------ Provided material ------

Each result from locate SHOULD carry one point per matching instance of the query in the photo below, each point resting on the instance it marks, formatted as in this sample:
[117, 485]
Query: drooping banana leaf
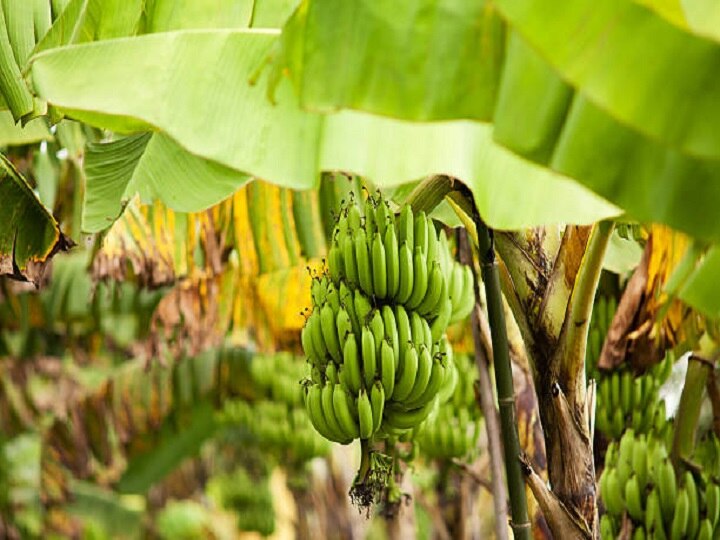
[29, 234]
[280, 142]
[643, 70]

------

Problem details:
Could you reproduce the entries above without the pictures and with the requests included, scaling every coordinate in the answers by 1.2 and rounding each to a whole number, with halves rounded up? Leave the numbers in the requests and their format samples unchanged.

Solution for this exercise:
Each result from locate SHOULD carry one point per matching instance of the query in the photo below, each point resting on the instance it marks, formatted as in this sample:
[117, 485]
Query: drooping banana leaf
[35, 281]
[336, 170]
[772, 84]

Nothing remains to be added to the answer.